Start of Records shown

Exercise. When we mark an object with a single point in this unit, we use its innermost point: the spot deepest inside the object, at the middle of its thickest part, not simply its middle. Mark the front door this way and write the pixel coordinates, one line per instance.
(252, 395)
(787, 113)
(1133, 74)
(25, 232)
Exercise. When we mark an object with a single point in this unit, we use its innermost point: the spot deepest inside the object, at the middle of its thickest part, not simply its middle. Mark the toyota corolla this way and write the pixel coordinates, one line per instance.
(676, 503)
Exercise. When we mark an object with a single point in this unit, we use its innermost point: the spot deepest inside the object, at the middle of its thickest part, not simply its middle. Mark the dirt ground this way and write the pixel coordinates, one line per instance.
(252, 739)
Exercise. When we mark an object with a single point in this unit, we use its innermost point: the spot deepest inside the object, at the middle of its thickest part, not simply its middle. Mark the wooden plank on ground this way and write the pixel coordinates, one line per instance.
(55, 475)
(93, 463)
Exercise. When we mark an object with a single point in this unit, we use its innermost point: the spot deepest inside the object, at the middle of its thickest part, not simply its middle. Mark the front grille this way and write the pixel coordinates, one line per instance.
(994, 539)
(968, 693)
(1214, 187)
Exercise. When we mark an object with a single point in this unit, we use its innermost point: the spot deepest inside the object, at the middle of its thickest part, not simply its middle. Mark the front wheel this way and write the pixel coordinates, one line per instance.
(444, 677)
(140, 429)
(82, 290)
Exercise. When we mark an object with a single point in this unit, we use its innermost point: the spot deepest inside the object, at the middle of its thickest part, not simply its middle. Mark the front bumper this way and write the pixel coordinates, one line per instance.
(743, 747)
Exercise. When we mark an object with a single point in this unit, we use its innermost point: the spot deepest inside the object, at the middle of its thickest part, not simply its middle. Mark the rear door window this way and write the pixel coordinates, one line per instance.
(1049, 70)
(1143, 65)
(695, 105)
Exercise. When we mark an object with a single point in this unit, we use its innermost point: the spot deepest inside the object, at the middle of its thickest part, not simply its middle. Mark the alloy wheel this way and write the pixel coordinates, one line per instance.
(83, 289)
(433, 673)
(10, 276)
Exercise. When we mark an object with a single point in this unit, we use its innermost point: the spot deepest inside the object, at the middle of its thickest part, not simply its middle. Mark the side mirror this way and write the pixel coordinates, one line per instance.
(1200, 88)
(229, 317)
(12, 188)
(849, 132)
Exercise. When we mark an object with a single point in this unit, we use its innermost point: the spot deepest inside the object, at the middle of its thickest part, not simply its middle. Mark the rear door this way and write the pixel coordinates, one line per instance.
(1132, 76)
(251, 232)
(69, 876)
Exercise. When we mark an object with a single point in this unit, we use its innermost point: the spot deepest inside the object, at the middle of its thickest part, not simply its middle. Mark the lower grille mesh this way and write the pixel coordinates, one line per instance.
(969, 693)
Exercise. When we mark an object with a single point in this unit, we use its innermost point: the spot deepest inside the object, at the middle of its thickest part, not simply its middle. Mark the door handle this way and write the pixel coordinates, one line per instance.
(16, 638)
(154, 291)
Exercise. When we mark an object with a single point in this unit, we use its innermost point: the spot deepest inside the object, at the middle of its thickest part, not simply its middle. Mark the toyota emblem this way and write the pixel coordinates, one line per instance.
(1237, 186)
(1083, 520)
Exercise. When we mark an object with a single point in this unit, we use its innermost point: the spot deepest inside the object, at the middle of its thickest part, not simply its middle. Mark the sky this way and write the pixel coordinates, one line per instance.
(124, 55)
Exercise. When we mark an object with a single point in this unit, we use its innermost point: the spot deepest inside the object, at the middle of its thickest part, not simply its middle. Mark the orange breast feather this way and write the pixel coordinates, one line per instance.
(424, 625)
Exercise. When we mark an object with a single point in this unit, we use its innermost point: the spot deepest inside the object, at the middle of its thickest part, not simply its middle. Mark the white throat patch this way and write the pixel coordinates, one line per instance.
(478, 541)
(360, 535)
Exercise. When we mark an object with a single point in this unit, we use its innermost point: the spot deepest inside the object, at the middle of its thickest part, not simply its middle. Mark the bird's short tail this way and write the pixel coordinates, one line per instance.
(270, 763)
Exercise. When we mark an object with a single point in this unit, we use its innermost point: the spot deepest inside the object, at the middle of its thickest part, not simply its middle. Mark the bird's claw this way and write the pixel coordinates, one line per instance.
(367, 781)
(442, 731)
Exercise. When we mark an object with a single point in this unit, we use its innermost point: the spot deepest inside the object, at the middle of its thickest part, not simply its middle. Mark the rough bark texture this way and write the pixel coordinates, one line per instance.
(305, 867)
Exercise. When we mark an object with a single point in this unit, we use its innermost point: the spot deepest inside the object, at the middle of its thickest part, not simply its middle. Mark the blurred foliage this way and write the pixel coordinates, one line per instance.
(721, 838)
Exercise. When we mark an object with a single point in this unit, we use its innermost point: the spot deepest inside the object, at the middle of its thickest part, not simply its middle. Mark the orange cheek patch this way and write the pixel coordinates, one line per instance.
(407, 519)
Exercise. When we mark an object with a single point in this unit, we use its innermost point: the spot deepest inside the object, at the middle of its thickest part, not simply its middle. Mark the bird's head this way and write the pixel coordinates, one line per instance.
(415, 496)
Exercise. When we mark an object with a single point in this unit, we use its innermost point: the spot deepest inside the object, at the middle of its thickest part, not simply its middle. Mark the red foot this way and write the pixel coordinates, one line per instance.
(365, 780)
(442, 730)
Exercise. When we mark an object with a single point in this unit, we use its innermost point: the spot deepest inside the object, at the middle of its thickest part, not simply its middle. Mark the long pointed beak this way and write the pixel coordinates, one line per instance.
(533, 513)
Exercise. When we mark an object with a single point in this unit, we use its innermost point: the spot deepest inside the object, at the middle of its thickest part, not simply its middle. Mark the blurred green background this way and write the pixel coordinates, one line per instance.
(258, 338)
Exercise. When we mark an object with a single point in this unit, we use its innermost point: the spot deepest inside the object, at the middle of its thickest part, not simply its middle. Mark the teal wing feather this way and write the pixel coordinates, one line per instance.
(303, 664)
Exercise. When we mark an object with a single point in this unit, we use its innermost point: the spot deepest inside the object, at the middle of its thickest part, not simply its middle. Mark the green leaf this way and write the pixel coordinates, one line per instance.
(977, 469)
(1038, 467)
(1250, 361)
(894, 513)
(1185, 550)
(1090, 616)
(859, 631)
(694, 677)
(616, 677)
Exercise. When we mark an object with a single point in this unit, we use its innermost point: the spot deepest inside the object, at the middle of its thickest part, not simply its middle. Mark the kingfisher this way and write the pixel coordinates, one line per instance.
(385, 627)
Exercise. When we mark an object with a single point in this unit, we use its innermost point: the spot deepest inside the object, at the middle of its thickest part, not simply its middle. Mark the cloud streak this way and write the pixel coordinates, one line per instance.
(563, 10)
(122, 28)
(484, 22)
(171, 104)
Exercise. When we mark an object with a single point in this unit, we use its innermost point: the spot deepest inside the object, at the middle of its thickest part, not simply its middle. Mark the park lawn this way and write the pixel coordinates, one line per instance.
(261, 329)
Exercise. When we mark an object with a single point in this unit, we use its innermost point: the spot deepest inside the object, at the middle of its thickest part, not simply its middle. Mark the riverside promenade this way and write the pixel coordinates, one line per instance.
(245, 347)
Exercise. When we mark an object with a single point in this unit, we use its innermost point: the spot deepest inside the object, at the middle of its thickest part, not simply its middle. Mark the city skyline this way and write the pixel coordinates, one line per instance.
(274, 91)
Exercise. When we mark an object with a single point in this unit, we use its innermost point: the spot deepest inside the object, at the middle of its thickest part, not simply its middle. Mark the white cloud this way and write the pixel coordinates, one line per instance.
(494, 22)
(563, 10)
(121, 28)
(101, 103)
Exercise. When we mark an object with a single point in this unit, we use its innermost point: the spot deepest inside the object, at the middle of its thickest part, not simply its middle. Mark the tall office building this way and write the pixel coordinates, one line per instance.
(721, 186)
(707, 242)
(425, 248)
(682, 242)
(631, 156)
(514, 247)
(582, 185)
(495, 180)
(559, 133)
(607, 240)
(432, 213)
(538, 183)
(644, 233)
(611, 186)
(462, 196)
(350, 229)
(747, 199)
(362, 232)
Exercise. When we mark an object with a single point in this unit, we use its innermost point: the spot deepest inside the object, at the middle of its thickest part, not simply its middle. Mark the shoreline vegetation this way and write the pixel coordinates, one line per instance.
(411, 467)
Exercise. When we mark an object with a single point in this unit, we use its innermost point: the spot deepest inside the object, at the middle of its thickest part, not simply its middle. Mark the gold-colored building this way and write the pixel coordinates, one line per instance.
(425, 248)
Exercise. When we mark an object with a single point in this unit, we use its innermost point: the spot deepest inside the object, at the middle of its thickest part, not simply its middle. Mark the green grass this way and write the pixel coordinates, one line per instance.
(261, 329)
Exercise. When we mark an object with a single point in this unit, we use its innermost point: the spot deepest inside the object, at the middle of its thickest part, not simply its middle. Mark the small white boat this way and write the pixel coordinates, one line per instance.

End of Records shown

> **What the exercise asks**:
Copy the line containing "the green grass" and every line after it, through the last line of the records. Include nothing else.

> **Task output**:
Exercise. When we mark an object with a single point in this unit, we use its innermost point: the spot deepest inside the object, at the middle of its thickest part, not simply its middle. Mark the green grass this way and write the pixel coordinates, one line per instance.
(261, 329)
Exercise. When we mark an object with a single point in this unit, we use its innermost point: the spot deepest inside the object, at the middle of its thickest part, not simply its middle. Mark the small white boat this way and write the pixel coordinates, one line per instance.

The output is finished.